/---

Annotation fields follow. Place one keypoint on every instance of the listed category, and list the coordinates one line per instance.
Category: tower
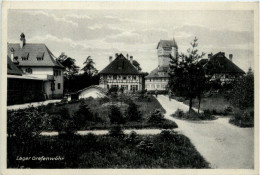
(166, 48)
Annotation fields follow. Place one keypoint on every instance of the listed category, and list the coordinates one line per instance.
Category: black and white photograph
(128, 85)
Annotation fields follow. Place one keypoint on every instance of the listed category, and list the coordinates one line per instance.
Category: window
(134, 88)
(25, 56)
(125, 87)
(28, 70)
(40, 56)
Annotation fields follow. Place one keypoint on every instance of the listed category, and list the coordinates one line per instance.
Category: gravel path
(223, 145)
(35, 104)
(103, 132)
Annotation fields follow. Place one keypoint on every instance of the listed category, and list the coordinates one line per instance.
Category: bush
(146, 146)
(132, 137)
(243, 118)
(192, 115)
(132, 112)
(116, 131)
(115, 115)
(27, 123)
(156, 117)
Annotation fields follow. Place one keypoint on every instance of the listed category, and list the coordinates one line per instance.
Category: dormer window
(25, 56)
(40, 56)
(28, 70)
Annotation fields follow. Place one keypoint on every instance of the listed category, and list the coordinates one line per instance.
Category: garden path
(35, 104)
(103, 132)
(223, 145)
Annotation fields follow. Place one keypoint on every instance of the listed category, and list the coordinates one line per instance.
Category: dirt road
(223, 145)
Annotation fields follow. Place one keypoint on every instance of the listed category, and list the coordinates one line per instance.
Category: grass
(101, 108)
(157, 151)
(193, 115)
(216, 103)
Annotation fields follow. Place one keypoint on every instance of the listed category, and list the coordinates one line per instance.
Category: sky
(102, 33)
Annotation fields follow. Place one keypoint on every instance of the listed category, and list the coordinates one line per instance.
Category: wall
(108, 80)
(158, 83)
(92, 92)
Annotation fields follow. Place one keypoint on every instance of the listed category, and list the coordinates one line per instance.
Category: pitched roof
(167, 43)
(120, 65)
(32, 51)
(12, 69)
(159, 72)
(220, 64)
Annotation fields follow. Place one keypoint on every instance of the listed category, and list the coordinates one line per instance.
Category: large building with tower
(36, 60)
(121, 73)
(159, 77)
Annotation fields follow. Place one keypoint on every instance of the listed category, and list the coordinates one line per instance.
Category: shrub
(116, 131)
(132, 137)
(156, 116)
(146, 145)
(27, 123)
(115, 115)
(132, 112)
(243, 118)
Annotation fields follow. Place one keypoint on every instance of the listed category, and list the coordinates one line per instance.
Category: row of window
(118, 77)
(125, 87)
(53, 86)
(153, 86)
(57, 72)
(157, 79)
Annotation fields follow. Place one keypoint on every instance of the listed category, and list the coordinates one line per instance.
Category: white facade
(128, 82)
(91, 92)
(48, 73)
(152, 84)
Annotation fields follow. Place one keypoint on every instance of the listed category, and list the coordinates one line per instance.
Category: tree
(137, 65)
(132, 112)
(89, 67)
(71, 69)
(187, 78)
(242, 93)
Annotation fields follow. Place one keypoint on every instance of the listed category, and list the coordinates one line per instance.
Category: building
(22, 88)
(221, 68)
(121, 73)
(38, 61)
(159, 77)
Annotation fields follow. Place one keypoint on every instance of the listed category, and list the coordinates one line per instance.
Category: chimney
(209, 56)
(230, 57)
(131, 59)
(110, 59)
(12, 54)
(22, 40)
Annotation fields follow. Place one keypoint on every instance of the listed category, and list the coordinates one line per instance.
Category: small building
(159, 77)
(92, 91)
(221, 68)
(22, 88)
(38, 61)
(121, 73)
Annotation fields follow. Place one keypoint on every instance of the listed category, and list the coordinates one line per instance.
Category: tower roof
(167, 43)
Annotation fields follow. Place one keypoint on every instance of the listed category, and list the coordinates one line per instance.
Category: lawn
(101, 107)
(216, 103)
(158, 151)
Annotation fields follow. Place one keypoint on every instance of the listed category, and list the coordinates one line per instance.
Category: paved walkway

\---

WORK REQUEST
Please copy out the material above exactly, with the images removed.

WRITTEN RESPONSE
Annotation fields follow. Place one keypoint on every instance of the listed category, and list the coordinates one line per instance.
Category: tower
(166, 48)
Annotation fields follow. Place one keypoint on every instance of the listed category, and list the coordinates one line per instance.
Category: black and white photograph
(128, 85)
Annotation fields follow. Place one keypoint on every instance of the listed category, and list the coordinates one line per instance.
Category: window
(134, 88)
(25, 56)
(125, 87)
(28, 70)
(40, 56)
Annotation fields follow. Place one keypoint on every instance of the listed category, and list the coordinates one line per instance.
Category: gravel path
(223, 145)
(35, 104)
(103, 132)
Annotation fields follow. Place one keypoint on every instance of the listed category, and list the coordinates one line per instance.
Category: bush
(146, 146)
(132, 137)
(243, 118)
(192, 115)
(132, 112)
(116, 131)
(115, 115)
(27, 123)
(156, 117)
Annotation fields follow. Place one keypoint on every instance of the listed category, and list the coordinates one line per instance.
Category: dormer window
(25, 56)
(40, 56)
(28, 70)
Annotation fields follow. Place one keypoint on every instance of the listed category, and list the coordinates one line per instance.
Category: garden path
(35, 104)
(103, 132)
(223, 145)
Annotation fields follow. Place one keypoint on every instance of the listed category, and list the coordinates one line per instance.
Category: dirt road
(223, 145)
Annotation fields follow. Place one keypoint on every instance of the listed category, and list the coordinates one line per instance.
Category: grass
(101, 108)
(157, 151)
(193, 115)
(216, 103)
Annotation fields follow. Place one keypoint on every instance of the listed category, and list the coordinates one line per instance.
Category: sky
(102, 33)
Annotation fields follow. Place one keypoint on every instance of the listed category, and list the coordinates one line per instance.
Category: wall
(108, 80)
(158, 83)
(92, 92)
Annotation fields follow. Place one keypoint on every instance of the listed category, and list the coordinates one line per instance.
Category: pitched roof
(167, 43)
(120, 65)
(32, 51)
(12, 69)
(159, 72)
(220, 64)
Annotation fields follow. Place one keypoint on every instance of the listed category, and list the coordinates one line per instance.
Category: large building with tower
(36, 60)
(121, 73)
(159, 77)
Annotation fields follow. Place one keypoint on every instance of the listed category, and list the coordinates one line per instance.
Category: shrub
(116, 131)
(132, 137)
(156, 116)
(146, 145)
(27, 123)
(115, 115)
(132, 112)
(243, 118)
Annotation fields follow. Place one keypoint on every instance of the listed category, and list the coordinates one line per instance.
Category: row of window
(118, 77)
(125, 87)
(53, 86)
(153, 86)
(57, 72)
(157, 79)
Annotation fields follow. Place one keypoint on every instance of the listed category, and list the coordinates one line per instance.
Category: white facade
(128, 82)
(91, 92)
(48, 73)
(152, 84)
Annotation fields follow. Place one keypoint on every instance of the listed category, and list the coordinates one line per instance.
Category: tree
(137, 65)
(132, 112)
(89, 67)
(71, 69)
(187, 78)
(242, 93)
Annotation fields follow. Place one keypoint on every instance of the listed category, and list the coordinates one line per instance.
Category: building
(22, 88)
(221, 68)
(121, 73)
(38, 61)
(159, 77)
Annotation fields follow. Place one keypoint on every instance of the listed category, and list the coordinates one line per instance.
Category: chimney
(209, 56)
(230, 57)
(131, 59)
(110, 59)
(12, 54)
(22, 40)
Annotation fields follow. Place one keypoint on every instance of the listed category, and list the coordinates one line per instance.
Category: small building
(159, 77)
(92, 91)
(221, 68)
(22, 88)
(38, 61)
(121, 73)
Annotation fields follow. Place one keypoint on every instance of the listed category, and list the coordinates one line per instance.
Category: tower roof
(167, 43)
Annotation fields follow. Place one keypoint on every instance of the listed category, and list the coordinates one line per instance.
Category: lawn
(101, 107)
(216, 103)
(158, 151)
Annotation fields follow. Place one keypoint on every instance of the listed category, and list the coordinates one line per instance.
Category: paved walkway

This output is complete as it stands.